[Object pointing dataset rows]
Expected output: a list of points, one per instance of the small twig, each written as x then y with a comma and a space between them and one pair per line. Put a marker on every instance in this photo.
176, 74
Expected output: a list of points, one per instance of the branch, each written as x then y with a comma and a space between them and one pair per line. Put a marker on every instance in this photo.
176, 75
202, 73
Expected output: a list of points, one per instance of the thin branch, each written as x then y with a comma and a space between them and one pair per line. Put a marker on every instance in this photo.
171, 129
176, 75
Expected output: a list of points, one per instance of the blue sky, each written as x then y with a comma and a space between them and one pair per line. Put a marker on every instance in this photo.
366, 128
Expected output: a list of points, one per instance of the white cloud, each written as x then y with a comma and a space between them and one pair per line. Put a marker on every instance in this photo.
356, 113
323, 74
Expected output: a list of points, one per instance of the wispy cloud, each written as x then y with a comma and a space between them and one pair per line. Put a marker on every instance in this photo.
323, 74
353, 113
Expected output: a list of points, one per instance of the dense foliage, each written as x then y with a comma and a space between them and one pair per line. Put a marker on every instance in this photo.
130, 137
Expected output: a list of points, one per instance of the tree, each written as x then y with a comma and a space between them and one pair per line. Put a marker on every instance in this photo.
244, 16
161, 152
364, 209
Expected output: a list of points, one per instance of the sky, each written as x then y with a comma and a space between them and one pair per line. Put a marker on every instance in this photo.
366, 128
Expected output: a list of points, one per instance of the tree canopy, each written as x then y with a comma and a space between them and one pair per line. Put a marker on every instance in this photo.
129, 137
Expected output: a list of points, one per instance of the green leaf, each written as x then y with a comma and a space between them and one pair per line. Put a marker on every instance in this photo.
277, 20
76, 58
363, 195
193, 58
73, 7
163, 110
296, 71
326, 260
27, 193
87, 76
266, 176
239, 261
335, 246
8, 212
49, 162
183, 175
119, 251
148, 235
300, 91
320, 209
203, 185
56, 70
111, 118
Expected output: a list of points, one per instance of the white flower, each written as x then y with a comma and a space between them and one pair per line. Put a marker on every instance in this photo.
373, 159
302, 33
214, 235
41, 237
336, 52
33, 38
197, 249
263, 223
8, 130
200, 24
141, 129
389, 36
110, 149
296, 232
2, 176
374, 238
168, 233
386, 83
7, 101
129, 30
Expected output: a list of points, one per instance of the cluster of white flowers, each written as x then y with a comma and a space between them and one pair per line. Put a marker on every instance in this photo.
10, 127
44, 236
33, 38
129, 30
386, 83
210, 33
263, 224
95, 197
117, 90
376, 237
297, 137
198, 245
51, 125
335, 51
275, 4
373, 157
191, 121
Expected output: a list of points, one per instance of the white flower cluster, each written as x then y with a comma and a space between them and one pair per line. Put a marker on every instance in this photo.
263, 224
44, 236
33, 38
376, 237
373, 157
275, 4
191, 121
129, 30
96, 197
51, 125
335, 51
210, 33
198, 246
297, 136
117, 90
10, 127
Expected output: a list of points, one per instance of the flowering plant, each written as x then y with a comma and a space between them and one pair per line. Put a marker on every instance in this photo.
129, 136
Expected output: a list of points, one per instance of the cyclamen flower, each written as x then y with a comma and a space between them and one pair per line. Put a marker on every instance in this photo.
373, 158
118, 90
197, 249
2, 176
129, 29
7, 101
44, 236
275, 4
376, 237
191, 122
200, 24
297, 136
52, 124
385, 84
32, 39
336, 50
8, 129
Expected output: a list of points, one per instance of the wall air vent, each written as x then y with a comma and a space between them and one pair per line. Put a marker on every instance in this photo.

Short task:
Copy all the records above exactly, missing none.

Result of this task:
Expected output: a list of points, one per instance of the small twig, each written as x then y with a comma and a space between them and one pair per line. Put a marker on every instance in this photo.
176, 74
Expected output: a list of points, one per instance of the branch, each written as x then y with a comma and a space between them and one pair per line. Put a marker on every instance in this photo.
176, 75
202, 73
Expected output: a list of points, one per instance of the thin branch, each written as x then y with a comma and a space between them and one pair per line. Put a marker on every instance in this photo.
171, 129
176, 75
Expected output: a list of points, one per instance of the blue sky, each written as x then y with a comma and a space between them and one pair per line. Put a marker on every instance in this photo.
366, 128
Expected output: a list of points, one per instance of the white cloud, each written as x then y with a comma and a space between them and one pair per line. Put a marker on every instance in this photo.
356, 113
323, 74
Expected output: a list of points, one per instance of the wispy cloud, each written as x then y with a comma and a space between them and one pair per line. Put a marker on every instance in this photo.
323, 74
353, 113
Expected output: a list of points, one per instance of the dense foliage, each written as x then y with a comma and a space between them and one pair per line. Put a marker on every instance in this photo.
130, 137
Expected output: a list of points, one per instance of the tree, each written as x then y with a comma and a space between them and one pair per line. Put a marker on every instance in this photo.
244, 16
161, 152
364, 209
Expected output: a list of points, one per instance of the sky, each written as x then y with a comma and a space between them and one pair per line. Put a marker on every instance in this photo.
366, 128
Expected output: a list of points, one per instance of the tree canopy, each written as x then y with a comma and a space between them and one pair per line. Put a marker on every instance in this photo.
129, 137
Expected output: a list of points, one per instance of the green leaf, each written as x then y with a comma and a space between them and one pair per line. Put a marker on every instance in this photo.
277, 20
76, 58
363, 195
193, 58
73, 7
163, 110
296, 71
326, 260
27, 193
87, 76
266, 176
239, 261
335, 246
8, 212
49, 162
183, 175
119, 251
148, 235
300, 91
320, 209
203, 185
56, 70
111, 118
Expected output: a list of points, one per instance of the white flower, each written as x then y with a comma and a space between them and one pair per line. Put a marker on every instance in this photo.
373, 159
302, 33
214, 235
41, 237
336, 52
33, 38
197, 249
263, 223
8, 130
200, 24
141, 129
389, 36
110, 149
296, 232
2, 176
374, 238
168, 233
386, 83
7, 101
129, 30
Expected output: a list of points, one per instance of the cluster of white flowers, each written as x then y with a comma and a space between them and one pair per line. Put a marker on every instance in this photo.
10, 127
44, 236
33, 38
129, 30
386, 83
210, 33
263, 224
95, 197
117, 90
376, 237
297, 137
198, 245
51, 125
335, 51
275, 4
373, 157
191, 121
Expected output: a list of points, one per instance of the white flower cluster, each written as x then y with a comma and a space between them and one pair per line. Put a marker on every instance in this photo.
263, 224
44, 236
33, 38
376, 237
373, 157
275, 4
191, 121
129, 30
96, 197
51, 125
335, 51
210, 33
198, 246
297, 136
117, 90
10, 127
Expected output: a list of points, one per instance of the flowering plant, each written as x then y with a comma and a space between them and one pair per line. Put a marker on every instance in this photo.
129, 136
Expected output: a list of points, one per instance of the cyclamen flower, each written as x then y with a comma and a space between them and one pair per line. Put a marker on every instance in this photo.
373, 158
118, 90
197, 249
2, 176
129, 29
7, 101
44, 236
275, 4
376, 237
191, 122
200, 24
297, 136
52, 124
385, 84
32, 39
336, 50
8, 129
Expected output: a list of points, one per instance of the wall air vent, each written as x then y with a comma and a space between them and one pair per line. Put a marker on every instance in this photo.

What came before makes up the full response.